About this exercise -> Pick out every line of the entries below where "main" occurs, and copy those lines.

Records for the task ->
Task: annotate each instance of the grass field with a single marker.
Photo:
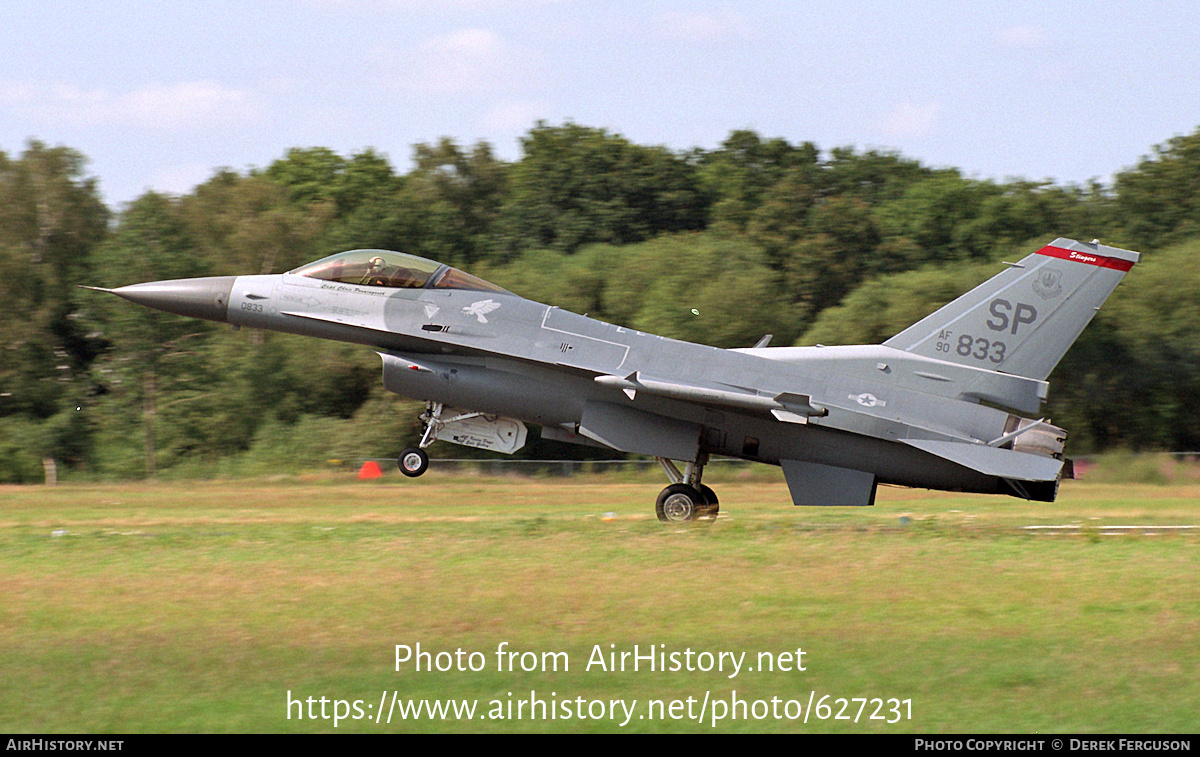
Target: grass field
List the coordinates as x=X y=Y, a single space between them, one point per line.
x=197 y=607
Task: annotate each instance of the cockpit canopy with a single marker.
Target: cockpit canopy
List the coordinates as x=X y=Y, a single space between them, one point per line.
x=382 y=268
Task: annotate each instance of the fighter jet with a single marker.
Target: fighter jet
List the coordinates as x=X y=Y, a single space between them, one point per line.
x=949 y=403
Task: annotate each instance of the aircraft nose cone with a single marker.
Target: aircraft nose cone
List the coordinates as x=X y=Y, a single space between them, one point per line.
x=196 y=298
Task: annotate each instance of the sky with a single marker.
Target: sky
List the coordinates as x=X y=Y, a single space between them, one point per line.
x=160 y=95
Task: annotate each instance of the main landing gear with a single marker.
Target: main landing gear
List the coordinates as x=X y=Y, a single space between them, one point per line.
x=685 y=498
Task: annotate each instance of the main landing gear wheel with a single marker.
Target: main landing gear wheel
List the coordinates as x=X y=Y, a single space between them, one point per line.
x=413 y=462
x=679 y=503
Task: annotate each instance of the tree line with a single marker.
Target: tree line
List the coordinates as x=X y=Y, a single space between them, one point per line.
x=714 y=246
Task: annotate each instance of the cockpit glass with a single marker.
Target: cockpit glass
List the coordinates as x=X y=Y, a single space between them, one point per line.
x=382 y=268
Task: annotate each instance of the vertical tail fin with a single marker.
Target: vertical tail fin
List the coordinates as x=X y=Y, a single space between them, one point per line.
x=1024 y=319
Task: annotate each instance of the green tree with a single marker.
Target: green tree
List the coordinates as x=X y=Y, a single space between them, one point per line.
x=576 y=185
x=1158 y=202
x=51 y=220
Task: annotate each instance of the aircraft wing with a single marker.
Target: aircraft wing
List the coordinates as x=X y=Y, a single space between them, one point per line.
x=787 y=407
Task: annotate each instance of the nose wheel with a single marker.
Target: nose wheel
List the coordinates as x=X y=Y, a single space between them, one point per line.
x=413 y=462
x=685 y=498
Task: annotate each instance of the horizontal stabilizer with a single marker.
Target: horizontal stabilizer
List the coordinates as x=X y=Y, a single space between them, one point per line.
x=993 y=461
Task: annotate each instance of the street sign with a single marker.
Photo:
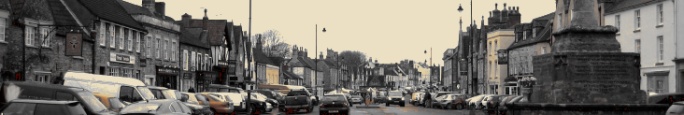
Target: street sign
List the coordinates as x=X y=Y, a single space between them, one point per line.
x=73 y=44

Task result ->
Task: annotate each instance of the main landing gear with a single marker.
Target: main landing gear
Task: annotate each instance of the main landing gear wheel with a single marker.
Target: main landing gear wheel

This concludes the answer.